ACTIVITY. The required output is the line containing "of the backpack" and every line after it, transcribed exactly through the end of the data below.

++++++++++

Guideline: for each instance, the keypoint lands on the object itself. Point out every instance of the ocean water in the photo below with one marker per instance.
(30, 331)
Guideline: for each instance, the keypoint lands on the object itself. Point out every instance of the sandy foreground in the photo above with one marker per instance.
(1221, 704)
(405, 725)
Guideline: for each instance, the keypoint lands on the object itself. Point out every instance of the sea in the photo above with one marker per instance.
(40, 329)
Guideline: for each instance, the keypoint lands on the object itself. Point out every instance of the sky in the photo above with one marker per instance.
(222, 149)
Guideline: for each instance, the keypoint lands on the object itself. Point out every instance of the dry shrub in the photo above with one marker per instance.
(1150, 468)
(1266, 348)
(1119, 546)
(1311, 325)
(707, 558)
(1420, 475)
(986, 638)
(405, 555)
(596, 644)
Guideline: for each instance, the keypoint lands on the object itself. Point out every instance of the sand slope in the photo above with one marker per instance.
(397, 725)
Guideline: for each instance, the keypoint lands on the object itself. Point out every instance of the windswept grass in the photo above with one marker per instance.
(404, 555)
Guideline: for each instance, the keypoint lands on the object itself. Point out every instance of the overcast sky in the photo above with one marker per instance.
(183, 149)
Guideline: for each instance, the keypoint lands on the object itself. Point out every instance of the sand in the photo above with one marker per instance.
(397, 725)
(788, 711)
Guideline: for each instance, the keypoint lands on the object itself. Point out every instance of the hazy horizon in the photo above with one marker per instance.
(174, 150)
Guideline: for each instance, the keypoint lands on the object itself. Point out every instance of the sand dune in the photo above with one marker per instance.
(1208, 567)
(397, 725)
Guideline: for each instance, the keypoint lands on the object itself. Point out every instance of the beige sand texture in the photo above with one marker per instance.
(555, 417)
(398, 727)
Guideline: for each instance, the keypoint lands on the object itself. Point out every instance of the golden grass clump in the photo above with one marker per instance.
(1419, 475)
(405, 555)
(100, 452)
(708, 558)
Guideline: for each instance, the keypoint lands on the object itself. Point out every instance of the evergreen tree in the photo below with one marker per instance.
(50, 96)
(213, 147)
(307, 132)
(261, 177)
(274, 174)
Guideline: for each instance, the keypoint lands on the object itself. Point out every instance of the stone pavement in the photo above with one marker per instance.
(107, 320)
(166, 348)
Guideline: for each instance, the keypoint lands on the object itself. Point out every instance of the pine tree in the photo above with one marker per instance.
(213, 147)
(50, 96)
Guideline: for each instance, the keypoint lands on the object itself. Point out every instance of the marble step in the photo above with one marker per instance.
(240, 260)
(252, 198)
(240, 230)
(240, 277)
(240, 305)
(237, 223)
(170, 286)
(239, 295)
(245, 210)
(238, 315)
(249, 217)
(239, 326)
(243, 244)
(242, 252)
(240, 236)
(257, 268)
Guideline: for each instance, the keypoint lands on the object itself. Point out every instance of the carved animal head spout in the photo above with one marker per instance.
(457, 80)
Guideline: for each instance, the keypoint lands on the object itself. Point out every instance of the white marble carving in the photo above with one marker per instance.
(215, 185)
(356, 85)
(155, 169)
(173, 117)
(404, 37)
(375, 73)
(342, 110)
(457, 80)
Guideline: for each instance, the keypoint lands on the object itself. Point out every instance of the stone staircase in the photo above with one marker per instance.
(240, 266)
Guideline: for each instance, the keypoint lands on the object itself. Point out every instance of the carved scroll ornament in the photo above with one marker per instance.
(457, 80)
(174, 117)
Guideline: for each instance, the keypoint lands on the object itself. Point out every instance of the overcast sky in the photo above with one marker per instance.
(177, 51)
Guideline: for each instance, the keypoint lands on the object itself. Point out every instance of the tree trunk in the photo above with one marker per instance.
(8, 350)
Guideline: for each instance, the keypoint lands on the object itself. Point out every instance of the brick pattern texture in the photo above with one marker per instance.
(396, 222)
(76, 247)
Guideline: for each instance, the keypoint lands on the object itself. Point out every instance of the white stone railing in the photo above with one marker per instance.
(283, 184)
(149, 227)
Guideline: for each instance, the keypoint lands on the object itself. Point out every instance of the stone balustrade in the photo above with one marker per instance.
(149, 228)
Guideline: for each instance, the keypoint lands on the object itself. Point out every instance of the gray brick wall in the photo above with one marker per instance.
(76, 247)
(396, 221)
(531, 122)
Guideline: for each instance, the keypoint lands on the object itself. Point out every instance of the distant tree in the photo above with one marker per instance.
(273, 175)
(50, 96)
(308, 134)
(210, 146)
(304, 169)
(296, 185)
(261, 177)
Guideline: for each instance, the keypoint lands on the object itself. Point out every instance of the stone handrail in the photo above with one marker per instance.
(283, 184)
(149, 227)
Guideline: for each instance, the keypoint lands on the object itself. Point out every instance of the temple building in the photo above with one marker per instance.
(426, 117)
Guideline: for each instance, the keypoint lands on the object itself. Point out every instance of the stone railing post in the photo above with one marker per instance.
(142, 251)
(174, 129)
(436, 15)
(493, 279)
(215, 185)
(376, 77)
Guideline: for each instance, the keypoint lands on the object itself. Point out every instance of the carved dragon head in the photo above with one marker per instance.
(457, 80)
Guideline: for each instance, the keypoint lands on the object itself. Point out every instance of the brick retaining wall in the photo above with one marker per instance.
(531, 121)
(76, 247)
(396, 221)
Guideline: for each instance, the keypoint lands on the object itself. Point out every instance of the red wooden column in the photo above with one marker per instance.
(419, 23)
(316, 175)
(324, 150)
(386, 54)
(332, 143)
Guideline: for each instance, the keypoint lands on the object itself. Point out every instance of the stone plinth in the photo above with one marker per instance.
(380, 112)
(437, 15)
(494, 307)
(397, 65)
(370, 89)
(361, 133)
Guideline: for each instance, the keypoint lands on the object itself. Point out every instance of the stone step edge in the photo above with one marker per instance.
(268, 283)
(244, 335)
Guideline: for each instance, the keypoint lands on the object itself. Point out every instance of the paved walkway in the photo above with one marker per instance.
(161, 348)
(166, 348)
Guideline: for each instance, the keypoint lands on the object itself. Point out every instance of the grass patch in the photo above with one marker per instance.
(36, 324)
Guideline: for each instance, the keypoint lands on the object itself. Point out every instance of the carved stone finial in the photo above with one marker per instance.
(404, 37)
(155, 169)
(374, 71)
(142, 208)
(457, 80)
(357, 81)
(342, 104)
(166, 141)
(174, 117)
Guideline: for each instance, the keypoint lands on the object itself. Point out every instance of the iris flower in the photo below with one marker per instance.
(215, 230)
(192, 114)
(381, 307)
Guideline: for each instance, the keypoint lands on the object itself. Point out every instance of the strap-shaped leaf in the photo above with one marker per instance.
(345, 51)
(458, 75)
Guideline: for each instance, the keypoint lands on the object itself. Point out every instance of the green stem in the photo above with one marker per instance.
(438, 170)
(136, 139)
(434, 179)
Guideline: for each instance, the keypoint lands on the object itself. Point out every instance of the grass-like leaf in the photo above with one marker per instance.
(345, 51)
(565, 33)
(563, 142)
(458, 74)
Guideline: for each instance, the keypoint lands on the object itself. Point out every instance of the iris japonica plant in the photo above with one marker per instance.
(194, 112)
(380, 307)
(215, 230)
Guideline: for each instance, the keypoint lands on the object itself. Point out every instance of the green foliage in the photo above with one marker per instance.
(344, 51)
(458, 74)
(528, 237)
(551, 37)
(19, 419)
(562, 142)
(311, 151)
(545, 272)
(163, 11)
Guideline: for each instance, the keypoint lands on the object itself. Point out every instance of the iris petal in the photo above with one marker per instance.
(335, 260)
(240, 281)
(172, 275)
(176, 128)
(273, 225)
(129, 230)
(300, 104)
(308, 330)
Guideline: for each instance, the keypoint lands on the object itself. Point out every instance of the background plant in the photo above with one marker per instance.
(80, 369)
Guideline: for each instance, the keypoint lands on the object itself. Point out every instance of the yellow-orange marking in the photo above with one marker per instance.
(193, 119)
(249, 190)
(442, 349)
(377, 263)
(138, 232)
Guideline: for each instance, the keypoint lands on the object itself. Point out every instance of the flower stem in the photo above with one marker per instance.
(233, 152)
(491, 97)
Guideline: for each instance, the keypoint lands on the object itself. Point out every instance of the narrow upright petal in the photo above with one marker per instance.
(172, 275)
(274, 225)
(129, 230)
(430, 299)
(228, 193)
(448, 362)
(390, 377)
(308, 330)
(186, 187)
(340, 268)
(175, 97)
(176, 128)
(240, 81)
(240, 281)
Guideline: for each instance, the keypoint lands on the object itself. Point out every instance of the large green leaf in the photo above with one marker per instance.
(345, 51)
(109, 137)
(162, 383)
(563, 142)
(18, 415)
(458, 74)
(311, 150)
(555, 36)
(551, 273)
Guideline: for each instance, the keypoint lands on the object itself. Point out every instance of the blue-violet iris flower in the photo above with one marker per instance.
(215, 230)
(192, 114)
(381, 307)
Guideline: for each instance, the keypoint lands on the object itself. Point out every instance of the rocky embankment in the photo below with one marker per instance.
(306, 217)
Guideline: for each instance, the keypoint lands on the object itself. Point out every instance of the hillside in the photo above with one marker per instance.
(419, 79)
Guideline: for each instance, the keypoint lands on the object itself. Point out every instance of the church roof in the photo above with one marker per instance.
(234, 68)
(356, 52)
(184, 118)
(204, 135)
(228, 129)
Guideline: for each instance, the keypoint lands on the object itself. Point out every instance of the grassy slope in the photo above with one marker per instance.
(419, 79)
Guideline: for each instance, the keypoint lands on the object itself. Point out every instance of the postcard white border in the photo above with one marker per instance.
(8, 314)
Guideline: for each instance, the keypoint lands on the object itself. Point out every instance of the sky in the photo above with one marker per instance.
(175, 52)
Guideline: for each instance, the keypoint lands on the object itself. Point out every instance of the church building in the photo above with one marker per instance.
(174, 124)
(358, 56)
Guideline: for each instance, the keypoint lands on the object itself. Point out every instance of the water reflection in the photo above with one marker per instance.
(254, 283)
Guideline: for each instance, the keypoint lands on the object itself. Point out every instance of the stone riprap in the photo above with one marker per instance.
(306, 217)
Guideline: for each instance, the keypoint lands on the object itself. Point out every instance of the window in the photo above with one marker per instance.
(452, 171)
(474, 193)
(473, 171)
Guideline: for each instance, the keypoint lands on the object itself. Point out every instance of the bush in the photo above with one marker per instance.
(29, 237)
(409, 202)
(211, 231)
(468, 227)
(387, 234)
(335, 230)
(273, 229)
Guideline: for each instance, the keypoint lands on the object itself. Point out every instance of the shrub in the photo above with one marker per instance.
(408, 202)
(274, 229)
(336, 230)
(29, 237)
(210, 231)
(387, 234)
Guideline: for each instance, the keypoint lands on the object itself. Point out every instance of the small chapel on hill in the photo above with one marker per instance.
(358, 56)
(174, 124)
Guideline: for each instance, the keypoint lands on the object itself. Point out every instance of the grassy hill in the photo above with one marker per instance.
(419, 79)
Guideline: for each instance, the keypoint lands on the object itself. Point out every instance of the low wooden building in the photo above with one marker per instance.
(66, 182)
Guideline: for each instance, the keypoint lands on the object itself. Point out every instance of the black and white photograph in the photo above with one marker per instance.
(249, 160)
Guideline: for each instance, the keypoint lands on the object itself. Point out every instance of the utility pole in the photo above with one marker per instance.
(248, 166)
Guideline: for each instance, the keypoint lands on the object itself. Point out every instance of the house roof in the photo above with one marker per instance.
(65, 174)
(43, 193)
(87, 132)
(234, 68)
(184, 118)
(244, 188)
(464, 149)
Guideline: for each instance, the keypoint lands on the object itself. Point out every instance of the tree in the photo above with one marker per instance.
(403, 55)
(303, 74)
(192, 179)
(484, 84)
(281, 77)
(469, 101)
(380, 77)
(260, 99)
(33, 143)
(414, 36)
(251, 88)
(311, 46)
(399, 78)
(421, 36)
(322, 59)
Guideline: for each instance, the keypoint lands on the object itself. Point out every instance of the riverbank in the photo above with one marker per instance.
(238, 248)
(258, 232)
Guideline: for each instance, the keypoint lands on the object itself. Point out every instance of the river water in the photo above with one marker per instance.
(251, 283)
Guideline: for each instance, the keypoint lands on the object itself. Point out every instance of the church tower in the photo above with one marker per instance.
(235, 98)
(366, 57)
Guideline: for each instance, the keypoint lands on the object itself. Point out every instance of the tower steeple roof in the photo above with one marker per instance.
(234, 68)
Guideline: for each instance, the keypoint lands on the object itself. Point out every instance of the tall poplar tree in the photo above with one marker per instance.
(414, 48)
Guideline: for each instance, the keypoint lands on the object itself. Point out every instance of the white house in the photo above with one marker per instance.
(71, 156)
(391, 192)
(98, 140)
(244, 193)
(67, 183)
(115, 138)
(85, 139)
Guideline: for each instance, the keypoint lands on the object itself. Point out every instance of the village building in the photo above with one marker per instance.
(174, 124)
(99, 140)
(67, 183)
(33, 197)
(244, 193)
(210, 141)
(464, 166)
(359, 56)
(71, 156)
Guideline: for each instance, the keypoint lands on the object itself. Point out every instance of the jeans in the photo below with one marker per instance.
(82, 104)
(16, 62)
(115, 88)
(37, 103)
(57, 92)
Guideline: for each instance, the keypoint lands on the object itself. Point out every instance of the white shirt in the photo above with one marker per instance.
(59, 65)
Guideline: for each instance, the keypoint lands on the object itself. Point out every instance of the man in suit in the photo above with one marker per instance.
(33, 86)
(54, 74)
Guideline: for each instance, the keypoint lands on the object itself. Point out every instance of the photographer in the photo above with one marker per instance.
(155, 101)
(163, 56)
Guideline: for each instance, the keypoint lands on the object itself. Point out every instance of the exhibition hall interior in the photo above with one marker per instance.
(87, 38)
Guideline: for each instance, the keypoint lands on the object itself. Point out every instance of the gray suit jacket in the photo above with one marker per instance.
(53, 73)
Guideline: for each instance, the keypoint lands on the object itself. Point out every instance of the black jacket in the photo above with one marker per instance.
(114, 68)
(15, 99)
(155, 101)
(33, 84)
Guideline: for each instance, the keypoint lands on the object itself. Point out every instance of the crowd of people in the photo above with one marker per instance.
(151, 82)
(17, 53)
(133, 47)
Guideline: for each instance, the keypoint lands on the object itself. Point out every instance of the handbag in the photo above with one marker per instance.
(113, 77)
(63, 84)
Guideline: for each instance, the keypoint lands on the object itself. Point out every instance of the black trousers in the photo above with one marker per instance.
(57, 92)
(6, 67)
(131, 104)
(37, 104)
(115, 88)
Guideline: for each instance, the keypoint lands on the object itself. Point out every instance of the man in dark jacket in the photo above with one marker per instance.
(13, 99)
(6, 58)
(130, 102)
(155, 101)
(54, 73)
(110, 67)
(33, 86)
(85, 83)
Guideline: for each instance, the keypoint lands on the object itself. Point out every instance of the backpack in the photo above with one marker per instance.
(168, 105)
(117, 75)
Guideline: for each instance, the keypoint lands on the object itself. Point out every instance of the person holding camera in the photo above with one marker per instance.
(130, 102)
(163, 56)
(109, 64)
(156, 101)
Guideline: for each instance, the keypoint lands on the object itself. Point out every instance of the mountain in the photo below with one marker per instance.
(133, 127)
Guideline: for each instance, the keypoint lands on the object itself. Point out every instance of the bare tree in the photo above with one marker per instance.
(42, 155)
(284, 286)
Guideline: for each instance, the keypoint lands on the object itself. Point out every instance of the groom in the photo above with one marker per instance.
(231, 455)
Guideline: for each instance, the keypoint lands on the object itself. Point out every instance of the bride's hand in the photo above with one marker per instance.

++++++++++

SOLUTION FOR THIS PROBLEM.
Guideline: for each instance, the keypoint lands on the object itself. Point out every instance of the backpack in the photo above with one marker per instance.
(168, 105)
(117, 75)
Guideline: for each instance, the keypoint lands on the object itself. Point out every instance of the person holding camera in the photo above with one marker per instance.
(130, 102)
(163, 56)
(109, 64)
(156, 101)
Guideline: for each instance, the keypoint lands on the object itself. Point out every instance of the mountain in the photo below with one marker per instance.
(133, 127)
Guideline: for each instance, the keypoint lands on the object itself. Point out every instance of the bare tree in the photo above with one marker per instance.
(42, 155)
(284, 286)
Guideline: for each instance, the keypoint lands on the object itself. Point out every instance of the groom in the photo above with one marker per instance.
(231, 455)
Guideline: for each instance, the keypoint lands on the object itself. Point out every instance of the bride's hand in the photo above with one marker per instance.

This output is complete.